───── The data ─────
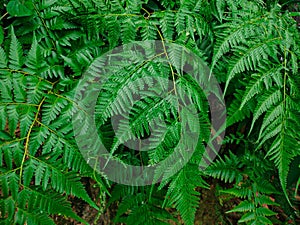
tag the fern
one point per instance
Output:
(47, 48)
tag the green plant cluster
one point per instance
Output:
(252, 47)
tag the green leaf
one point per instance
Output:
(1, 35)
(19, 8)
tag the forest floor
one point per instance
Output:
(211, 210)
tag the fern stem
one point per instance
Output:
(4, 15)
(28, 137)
─────
───── The data ─────
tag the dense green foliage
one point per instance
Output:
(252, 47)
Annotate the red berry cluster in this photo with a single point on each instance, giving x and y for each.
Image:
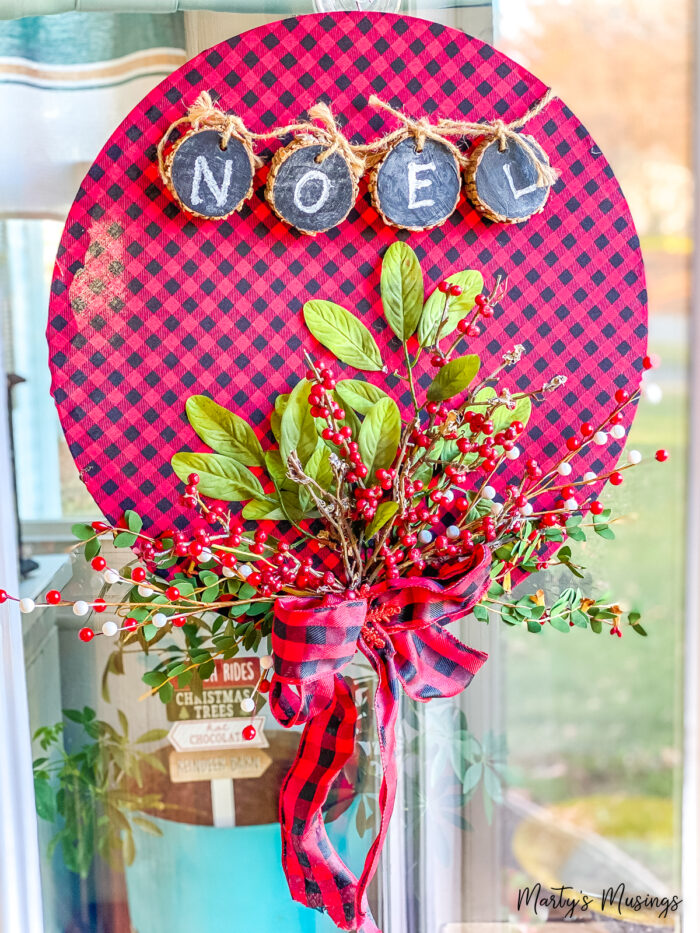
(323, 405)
─────
__What to produce__.
State the number of lines in the data that include the string "green", and add nothing else.

__Task solution__.
3